# Tasks to perform:
1 – Answer these questions from the forum thread on low-aggression cichlids. Give each answer on its own line, marked to match.
(a) What size and dimensions does Gomba11 give for the tank?
(b) Which peacock options does hollyfish2000 suggest?
(c) Which fish does bookwyrm keep with yellow labs and acei in a 75?
2 – Translate this sentence from the cichlid thread into Spanish: "With that size tank you can also add some male peacocks."
3 – Continue the forum thread on low-aggression cichlids from its last post.

____ Excerpt

# Low-aggression Cichlids?



## Gomba11 (Oct 14, 2010)

So after months of research and prep I am finally ready to head over to my LFS and pick up some african cichlids this weekend. I have decided that I want some yellow labs and some acei because of their beautiful colors and also because they tend to be less aggressive than other cichlids.

I assume this question has been asked a thousand times already, but *what are some other low-aggression cichlids that I could keep with the yellow labs and acei?* I don't want to end up buying a fish thats a total brute.

:fish:


----------



## toume (Oct 7, 2010)

You could get rusties (Iodotropheus sprengerae). And just a warning--yellow labs can be aggressive, just not as much as other af cichs (mine are almost as aggressive as the red zebra).


----------



## Fogelhund (Dec 3, 2002)

What is the size of your tank, and dimensions?


----------



## Gomba11 (Oct 14, 2010)

Fogelhund said:


> What is the size of your tank, and dimensions?


75 gallons (284 liters)
its 48 in x 18 in x 21 in

I only have about 5 caves in the tank but there are also (artificial) plants for them to hid behind

Also, the rusties are cute


----------



## hollyfish2000 (Aug 23, 2007)

With that size tank you can also add some male peacocks. Just avoid any who look similar to acei and labs. Some good options: ruby/German red, ngara flametail, albino eureka red, etc.


----------



## bookwyrm (Jul 13, 2006)

I have mainganos in a 75 with my yellow labs and acei. I want to add some rusties, but can never find any. I've heard mixed things about maingano aggression, but so far they are the least aggressive fish in the tank. None of my fish have exhibited aggression outside their species at this point, and even within their species it hasn't been anything more than a threatening fluff. I seriously considered going with male peacocks, but of course when I wanted to stock my tank my LFS hadn't had any decent peacocks for two months. I decide to go all mbuna and suddenly they get a bunch of great male peacocks in stock. Oh well.

________
____ Collected data

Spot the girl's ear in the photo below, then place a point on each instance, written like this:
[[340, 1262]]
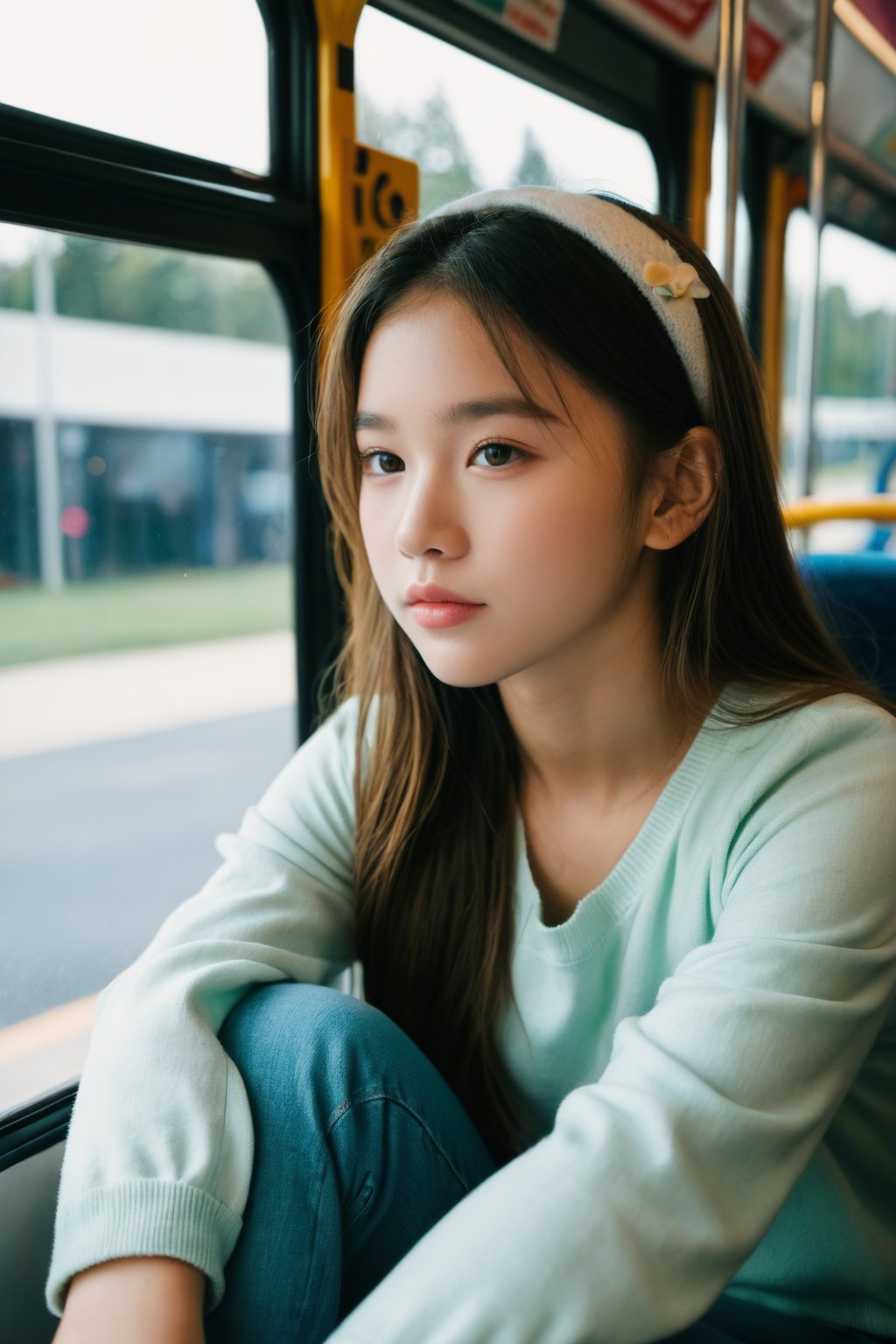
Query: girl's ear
[[682, 489]]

________

# Answer list:
1 –
(a) 75 gallons (284 liters), 48 in x 18 in x 21 in.
(b) Ruby/German red, ngara flametail, and albino eureka red.
(c) Mainganos.

2 – Con un acuario de ese tamaño también puedes añadir algunos peacocks machos.

3 –
----------



## Gomba11 (Oct 14, 2010)

Thanks everyone


----------



## torin32 (May 24, 2010)

Go with peacocks and haps. Peacocks are very easy going most of the time avoid mbuna they are a hit and miss with aggression. Even the more docile mbuna can still be nasty at times.


----------



## Gomba11 (Oct 14, 2010)

Thank you everyone


----------



## BoilerFan (Jun 20, 2010)

I keep Acei, Labs, and Mainganos together in a 46G tank with no trouble at all. I see the standard "back off!" and "I'm gonna get you!" kind of aggression, but nothing that lasts more than a couple seconds. The entire population has been living peacefully for almost 5 months.

As others have said, at 75 G and a 4ft footprint, you could put some peacocks in there as well. Any given one could be overly aggressive to another (peacock) though, but in my short experience they completely ignore the Labs in my 75 G tank.


----------



## toume (Oct 7, 2010)

Just to give a +1 for Mbuna--I like them because they're colorful, both males and females. Haps/Peacocks have drab females (though the males are often stellar!) and all of them will crossbreed. So if you wanted to raise fry...there would be a high chance for hybrids.

You have to be careful with Mbunas, but people on this forum can tell you which ones will crossbreed if you give them a stock list. And the aggression can be managed with careful stocking and an appropriate tank set-up.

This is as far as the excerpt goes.